JOB ITEM A: Set down the passage of the sermon from "Amid the relentless" up to and including "being persistent about.", word for word.

Eighth Sunday after Trinity, 29th July 2012, St Mary’s, evening

Readings Ecclesiasticus 38.24–end, Luke 11.1–13
Preacher Canon Robert Titley

Amid the relentless Games coverage there are a few gems. One was a radio conversation between Ming Campbell and Jeffrey Archer, each an international athlete turned politician, one an Olympian, and one (we discovered) a frustrated Olympian: Archer playfully (?) accused Campbell of keeping him out of the 1960 British team. One spoke about how they competed on the cusp of the amateur and professional eras: they had to have other jobs, and were up against the hugely subsidised athletes of the Eastern bloc – many of whom were in the army but did no soldiering – and those of the US, with their more open arrangement of generous sports scholarships. Tonight’s New Testament reading is about persistence, and persistence is what you need, in prayer and in any worthwhile thing, but persistence gets you further if you can give your whole life to what you are being persistent about.

This is the reasoning behind the second reading, from Jesus ben Sirach, a.k.a. Ecclesiasticus, not a book from the Old Testament but from that fascinating collection known as deutero-canonical writings, or apocrypha. The writer praises the role of craftsmen – without them no city can be inhabited, they maintain the fabric of the world – but notes that they do not sit in the councils of government and – this is the contentious bit – that no-ne should expect them to, because they have no leisure in which to become wise.

This is the standard view in the ancient world. The word ‘scholar’ comes from scholē, the Greek word for leisure, and the Greeks called work ascholē, un-leisure. The Romans went further. Their word for work was negotium (think ‘negotiate’ and so on), which means the negation of otium, of leisure. For the elite at least, leisure was the proper state of human life, which left space for reading, refinement of taste and (if you liked that sort of thing) politicking; and work, what you did to get money, was what got in the way. You can think like that if you are well off in a slave economy. Their elite athletes, by the way, were professionals. Long before Baron de Coubertin’s heroic devotion to amateurism, the ancient Olympic spirit was rather closer to what we see today, the paid pursuit of excellence.

DATA FOR REVIEW:

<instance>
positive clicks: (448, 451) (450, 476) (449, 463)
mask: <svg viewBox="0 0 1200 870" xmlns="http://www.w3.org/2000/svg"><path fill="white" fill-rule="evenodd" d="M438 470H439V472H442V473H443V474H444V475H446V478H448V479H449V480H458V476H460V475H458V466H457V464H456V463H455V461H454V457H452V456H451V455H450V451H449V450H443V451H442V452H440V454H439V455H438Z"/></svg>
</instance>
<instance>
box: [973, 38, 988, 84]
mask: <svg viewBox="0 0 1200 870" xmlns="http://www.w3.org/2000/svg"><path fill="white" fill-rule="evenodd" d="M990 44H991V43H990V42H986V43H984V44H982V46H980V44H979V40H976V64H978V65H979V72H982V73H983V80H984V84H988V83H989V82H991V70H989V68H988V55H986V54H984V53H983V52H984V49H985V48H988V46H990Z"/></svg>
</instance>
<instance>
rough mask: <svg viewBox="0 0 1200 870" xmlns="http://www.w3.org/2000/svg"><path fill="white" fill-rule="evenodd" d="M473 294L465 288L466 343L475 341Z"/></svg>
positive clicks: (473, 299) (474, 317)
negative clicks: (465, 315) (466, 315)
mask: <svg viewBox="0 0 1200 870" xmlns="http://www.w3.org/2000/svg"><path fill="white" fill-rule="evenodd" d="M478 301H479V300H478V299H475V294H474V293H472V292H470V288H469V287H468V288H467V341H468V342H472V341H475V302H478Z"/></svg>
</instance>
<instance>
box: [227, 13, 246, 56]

JOB ITEM B: Extract the lines of the entries from their very first line up to and including the line containing "positive clicks: (473, 299) (474, 317)", reproducing each one unchanged.

ANSWER BOX A:
Amid the relentless Games coverage there are a few gems. One was a radio conversation between Ming Campbell and Jeffrey Archer, each an international athlete turned politician, one an Olympian, and one (we discovered) a frustrated Olympian: Archer playfully (?) accused Campbell of keeping him out of the 1960 British team. One spoke about how they competed on the cusp of the amateur and professional eras: they had to have other jobs, and were up against the hugely subsidised athletes of the Eastern bloc – many of whom were in the army but did no soldiering – and those of the US, with their more open arrangement of generous sports scholarships. Tonight’s New Testament reading is about persistence, and persistence is what you need, in prayer and in any worthwhile thing, but persistence gets you further if you can give your whole life to what you are being persistent about.

ANSWER BOX B:
<instance>
positive clicks: (448, 451) (450, 476) (449, 463)
mask: <svg viewBox="0 0 1200 870" xmlns="http://www.w3.org/2000/svg"><path fill="white" fill-rule="evenodd" d="M438 470H439V472H442V473H443V474H444V475H446V478H448V479H449V480H458V476H460V475H458V466H457V464H456V463H455V461H454V457H452V456H451V455H450V451H449V450H443V451H442V452H440V454H439V455H438Z"/></svg>
</instance>
<instance>
box: [973, 38, 988, 84]
mask: <svg viewBox="0 0 1200 870" xmlns="http://www.w3.org/2000/svg"><path fill="white" fill-rule="evenodd" d="M990 44H991V43H990V42H986V43H984V44H982V46H980V44H979V40H976V64H978V65H979V72H982V73H983V80H984V84H988V83H989V82H991V70H989V68H988V55H986V54H984V53H983V52H984V49H985V48H988V46H990Z"/></svg>
</instance>
<instance>
rough mask: <svg viewBox="0 0 1200 870" xmlns="http://www.w3.org/2000/svg"><path fill="white" fill-rule="evenodd" d="M473 294L465 288L466 343L475 341Z"/></svg>
positive clicks: (473, 299) (474, 317)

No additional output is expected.